**** INPUT FOR THIS TASK

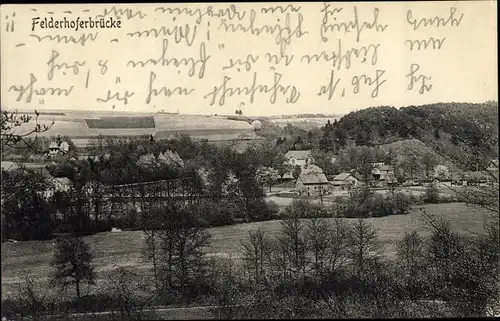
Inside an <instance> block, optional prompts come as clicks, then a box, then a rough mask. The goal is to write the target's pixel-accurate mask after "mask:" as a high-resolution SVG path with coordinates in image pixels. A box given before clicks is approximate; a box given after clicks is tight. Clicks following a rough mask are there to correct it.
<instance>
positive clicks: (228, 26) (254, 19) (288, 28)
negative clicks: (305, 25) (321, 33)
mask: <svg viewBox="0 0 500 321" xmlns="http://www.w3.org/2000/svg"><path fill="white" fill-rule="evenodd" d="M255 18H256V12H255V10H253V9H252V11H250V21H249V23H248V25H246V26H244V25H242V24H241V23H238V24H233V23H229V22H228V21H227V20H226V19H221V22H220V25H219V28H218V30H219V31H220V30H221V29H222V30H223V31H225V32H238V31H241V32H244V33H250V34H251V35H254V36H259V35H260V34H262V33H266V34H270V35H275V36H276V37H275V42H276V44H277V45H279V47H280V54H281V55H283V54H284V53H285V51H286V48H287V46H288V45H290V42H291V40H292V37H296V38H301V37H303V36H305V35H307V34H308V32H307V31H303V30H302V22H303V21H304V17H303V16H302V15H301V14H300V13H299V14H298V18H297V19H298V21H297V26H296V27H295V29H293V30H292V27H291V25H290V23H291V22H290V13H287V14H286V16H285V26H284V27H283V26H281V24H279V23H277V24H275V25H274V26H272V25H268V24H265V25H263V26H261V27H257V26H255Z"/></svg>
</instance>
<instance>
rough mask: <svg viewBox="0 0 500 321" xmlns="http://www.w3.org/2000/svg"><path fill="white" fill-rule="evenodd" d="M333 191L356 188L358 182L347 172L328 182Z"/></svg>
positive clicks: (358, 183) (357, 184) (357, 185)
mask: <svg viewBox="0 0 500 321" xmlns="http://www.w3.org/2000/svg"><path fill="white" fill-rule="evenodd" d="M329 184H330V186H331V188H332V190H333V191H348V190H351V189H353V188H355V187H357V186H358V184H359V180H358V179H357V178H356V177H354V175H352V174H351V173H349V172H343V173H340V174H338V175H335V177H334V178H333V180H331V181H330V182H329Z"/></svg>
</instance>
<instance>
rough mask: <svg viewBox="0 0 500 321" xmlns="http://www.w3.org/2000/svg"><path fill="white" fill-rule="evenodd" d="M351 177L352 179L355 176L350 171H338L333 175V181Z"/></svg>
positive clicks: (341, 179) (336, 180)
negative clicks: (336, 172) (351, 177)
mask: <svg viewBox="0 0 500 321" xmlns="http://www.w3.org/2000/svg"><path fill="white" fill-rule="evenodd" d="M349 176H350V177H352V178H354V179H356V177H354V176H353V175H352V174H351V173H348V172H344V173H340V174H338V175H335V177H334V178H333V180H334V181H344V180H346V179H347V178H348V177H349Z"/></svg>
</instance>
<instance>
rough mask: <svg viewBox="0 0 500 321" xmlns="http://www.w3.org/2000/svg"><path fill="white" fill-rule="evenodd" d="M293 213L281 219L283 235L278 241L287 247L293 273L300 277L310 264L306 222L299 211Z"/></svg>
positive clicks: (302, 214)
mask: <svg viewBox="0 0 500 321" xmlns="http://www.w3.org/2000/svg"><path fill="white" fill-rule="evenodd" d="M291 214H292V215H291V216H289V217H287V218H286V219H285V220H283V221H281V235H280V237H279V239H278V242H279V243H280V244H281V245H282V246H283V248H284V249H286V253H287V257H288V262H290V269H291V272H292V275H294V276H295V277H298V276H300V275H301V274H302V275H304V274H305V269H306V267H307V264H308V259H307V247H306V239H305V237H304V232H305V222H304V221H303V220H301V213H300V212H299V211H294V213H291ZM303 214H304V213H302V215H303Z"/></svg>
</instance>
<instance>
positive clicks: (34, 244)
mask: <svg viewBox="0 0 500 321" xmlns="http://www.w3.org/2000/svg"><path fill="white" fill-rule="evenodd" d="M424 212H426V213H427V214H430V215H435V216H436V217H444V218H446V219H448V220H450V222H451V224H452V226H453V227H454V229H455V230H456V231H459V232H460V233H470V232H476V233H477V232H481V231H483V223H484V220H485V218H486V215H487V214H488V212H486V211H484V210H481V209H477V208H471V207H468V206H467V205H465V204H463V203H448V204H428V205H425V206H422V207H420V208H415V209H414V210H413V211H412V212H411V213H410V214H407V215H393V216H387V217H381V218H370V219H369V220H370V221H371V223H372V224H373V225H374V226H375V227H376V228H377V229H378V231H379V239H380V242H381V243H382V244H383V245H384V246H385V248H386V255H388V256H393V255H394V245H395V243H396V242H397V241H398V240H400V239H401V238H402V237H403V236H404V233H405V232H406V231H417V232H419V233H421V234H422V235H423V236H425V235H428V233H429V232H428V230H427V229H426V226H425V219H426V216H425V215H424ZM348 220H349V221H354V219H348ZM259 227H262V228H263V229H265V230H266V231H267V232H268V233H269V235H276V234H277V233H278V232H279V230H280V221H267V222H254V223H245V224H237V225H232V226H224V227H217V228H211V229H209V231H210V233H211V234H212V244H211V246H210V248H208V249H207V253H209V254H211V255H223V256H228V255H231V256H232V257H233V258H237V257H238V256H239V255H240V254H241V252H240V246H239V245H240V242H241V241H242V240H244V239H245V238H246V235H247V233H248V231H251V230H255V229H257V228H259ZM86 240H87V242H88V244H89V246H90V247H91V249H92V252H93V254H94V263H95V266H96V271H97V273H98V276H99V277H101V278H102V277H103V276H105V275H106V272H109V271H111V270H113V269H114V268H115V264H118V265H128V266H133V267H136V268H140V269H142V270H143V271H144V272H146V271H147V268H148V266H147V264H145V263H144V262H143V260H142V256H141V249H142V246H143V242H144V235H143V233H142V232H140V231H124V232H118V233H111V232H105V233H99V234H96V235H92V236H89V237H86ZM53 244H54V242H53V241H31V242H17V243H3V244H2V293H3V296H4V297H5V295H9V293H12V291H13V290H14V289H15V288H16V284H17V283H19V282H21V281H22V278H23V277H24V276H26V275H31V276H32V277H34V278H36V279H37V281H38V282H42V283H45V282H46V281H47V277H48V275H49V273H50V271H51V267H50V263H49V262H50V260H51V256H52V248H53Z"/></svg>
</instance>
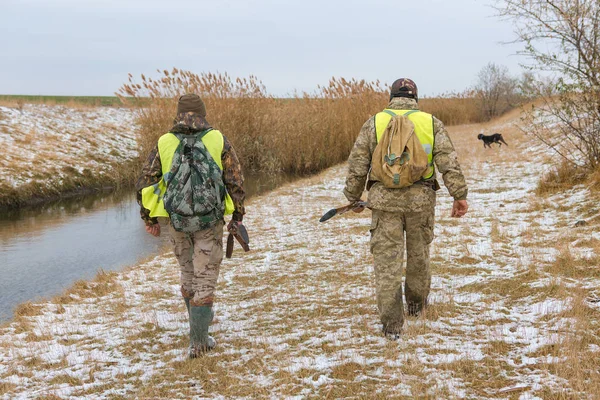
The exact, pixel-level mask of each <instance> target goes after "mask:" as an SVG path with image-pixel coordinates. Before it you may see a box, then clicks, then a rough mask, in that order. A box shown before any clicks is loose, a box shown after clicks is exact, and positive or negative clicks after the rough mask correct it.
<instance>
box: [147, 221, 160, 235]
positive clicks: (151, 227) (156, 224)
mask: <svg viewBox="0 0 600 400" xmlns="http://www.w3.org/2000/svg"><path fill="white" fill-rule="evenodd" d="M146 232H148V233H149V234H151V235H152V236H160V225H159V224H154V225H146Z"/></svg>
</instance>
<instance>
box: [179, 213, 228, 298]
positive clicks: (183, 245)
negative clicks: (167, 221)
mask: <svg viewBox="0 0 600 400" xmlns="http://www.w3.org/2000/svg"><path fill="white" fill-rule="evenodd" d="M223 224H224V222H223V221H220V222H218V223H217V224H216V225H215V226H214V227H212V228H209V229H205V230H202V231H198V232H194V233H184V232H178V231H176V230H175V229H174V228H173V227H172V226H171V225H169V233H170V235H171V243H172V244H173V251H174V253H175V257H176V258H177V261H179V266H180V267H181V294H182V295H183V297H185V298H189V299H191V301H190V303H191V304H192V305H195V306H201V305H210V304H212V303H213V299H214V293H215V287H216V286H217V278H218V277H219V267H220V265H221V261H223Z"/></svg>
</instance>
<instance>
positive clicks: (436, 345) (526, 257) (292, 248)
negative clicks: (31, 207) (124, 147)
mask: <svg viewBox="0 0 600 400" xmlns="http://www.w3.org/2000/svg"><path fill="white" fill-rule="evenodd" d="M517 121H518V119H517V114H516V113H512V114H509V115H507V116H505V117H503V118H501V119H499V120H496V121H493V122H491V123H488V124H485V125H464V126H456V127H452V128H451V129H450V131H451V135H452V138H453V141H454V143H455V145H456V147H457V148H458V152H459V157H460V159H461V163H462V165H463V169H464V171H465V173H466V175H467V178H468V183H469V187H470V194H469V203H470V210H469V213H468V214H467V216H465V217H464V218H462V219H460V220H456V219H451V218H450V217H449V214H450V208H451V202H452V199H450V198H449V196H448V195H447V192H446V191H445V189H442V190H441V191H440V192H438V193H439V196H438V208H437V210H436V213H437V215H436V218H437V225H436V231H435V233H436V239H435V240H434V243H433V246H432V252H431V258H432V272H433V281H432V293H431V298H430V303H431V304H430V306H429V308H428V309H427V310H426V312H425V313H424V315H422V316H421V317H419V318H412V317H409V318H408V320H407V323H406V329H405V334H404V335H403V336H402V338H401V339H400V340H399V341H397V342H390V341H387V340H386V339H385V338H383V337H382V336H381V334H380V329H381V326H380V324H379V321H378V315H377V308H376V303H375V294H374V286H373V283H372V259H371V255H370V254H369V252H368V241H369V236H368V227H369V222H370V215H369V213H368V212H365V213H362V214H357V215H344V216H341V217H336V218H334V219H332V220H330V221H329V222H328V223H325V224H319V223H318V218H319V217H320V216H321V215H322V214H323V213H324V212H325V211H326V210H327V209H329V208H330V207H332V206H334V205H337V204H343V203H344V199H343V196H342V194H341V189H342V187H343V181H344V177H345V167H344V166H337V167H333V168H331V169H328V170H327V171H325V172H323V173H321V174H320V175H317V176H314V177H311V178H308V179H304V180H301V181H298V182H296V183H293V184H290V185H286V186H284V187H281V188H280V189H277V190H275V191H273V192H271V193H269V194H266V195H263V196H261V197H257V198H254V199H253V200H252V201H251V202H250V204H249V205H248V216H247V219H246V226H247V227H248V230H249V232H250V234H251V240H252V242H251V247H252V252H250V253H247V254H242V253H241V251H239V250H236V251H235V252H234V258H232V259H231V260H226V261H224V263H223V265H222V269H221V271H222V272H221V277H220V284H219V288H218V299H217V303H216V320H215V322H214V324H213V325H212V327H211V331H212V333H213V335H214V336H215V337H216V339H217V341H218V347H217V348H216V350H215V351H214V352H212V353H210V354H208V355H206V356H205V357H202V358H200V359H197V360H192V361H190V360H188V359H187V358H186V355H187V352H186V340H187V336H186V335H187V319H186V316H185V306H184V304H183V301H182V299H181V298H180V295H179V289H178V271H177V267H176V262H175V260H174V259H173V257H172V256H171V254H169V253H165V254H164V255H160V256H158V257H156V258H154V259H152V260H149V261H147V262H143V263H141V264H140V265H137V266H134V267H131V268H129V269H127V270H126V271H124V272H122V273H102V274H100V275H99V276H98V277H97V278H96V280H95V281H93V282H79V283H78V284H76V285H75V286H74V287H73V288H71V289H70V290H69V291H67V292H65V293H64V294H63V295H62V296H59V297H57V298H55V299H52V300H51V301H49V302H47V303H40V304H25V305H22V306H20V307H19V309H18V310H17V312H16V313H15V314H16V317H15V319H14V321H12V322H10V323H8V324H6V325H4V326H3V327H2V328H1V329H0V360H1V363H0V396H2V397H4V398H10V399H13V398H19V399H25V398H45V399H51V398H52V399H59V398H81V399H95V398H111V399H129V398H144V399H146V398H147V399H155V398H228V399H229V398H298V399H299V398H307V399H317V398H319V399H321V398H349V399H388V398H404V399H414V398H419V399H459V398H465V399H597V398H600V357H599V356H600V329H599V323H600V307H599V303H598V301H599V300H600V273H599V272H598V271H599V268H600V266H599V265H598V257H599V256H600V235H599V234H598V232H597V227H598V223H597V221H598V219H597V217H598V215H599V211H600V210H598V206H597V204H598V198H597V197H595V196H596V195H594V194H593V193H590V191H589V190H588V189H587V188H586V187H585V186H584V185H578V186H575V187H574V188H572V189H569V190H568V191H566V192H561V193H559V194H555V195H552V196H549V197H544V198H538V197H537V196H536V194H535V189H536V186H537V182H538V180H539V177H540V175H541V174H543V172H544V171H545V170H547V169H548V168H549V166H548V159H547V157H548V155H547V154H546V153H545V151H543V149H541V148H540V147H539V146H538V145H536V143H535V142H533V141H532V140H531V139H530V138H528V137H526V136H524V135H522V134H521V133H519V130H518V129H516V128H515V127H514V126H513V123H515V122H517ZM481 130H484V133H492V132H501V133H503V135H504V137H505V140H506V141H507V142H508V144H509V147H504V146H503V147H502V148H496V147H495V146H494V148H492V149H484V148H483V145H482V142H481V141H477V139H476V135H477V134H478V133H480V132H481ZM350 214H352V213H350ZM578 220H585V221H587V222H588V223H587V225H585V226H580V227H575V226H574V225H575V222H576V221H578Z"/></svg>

********
**** INPUT FOR THIS TASK

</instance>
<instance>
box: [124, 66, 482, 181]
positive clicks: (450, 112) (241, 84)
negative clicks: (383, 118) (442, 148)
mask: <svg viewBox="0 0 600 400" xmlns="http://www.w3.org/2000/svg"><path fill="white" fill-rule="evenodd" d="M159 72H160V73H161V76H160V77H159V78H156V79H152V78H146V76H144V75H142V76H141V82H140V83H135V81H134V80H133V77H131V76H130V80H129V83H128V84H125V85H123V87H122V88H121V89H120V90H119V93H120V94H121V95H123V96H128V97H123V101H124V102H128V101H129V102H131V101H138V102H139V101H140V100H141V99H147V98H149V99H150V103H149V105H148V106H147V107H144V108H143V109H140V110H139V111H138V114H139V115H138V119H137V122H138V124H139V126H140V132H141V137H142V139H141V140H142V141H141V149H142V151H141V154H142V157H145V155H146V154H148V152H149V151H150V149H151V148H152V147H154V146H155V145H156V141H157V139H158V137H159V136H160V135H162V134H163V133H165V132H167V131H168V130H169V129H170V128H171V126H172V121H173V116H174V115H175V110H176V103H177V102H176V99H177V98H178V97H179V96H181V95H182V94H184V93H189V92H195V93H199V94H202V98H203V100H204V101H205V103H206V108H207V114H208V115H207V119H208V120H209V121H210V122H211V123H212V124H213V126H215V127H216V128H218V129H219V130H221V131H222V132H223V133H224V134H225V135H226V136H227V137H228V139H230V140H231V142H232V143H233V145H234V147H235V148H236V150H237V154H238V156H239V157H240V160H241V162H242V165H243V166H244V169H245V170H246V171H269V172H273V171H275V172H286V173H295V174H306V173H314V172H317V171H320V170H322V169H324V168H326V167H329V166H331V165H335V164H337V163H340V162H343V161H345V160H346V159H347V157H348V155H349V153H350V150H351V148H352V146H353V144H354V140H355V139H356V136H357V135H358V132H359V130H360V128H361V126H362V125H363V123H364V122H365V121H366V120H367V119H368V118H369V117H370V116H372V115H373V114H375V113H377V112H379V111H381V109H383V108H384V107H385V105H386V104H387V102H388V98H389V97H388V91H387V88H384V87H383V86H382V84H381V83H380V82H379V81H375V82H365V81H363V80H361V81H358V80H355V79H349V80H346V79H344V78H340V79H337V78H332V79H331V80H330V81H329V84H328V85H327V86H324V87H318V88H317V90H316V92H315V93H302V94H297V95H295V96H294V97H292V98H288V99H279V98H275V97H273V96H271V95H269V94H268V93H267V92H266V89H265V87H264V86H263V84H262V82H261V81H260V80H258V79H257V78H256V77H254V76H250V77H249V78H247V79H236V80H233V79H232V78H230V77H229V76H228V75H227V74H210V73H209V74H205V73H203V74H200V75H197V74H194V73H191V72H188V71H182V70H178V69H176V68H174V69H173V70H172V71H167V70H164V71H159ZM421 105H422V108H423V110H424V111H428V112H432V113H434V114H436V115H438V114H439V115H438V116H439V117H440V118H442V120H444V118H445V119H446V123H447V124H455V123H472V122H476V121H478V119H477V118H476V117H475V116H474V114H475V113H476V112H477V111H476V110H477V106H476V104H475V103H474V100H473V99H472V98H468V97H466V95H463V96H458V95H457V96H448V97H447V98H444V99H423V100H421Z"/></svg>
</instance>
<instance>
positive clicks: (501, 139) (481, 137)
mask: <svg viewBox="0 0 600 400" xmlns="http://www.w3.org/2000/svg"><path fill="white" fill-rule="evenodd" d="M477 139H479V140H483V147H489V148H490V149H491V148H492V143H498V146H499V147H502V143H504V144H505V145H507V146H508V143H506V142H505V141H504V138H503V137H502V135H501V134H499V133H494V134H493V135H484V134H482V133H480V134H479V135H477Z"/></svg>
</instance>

********

**WHAT YOU NEED TO DO:** What are the lines, exactly as written above, from the line with "Inside an <instance>" to the line with "positive clicks: (228, 26)", both included? Output only those.

**ANSWER FOR THIS EXERCISE:**
Inside an <instance> block, optional prompts come as clicks, then a box, then a rough mask. The goal is to write the target's pixel-accurate mask after "mask:" as a high-resolution SVG path with coordinates in image pixels. A box given before clicks is approximate; a box given after clicks is tight. Clicks following a rough mask are there to correct it.
<instance>
positive clicks: (228, 26) (254, 19) (288, 28)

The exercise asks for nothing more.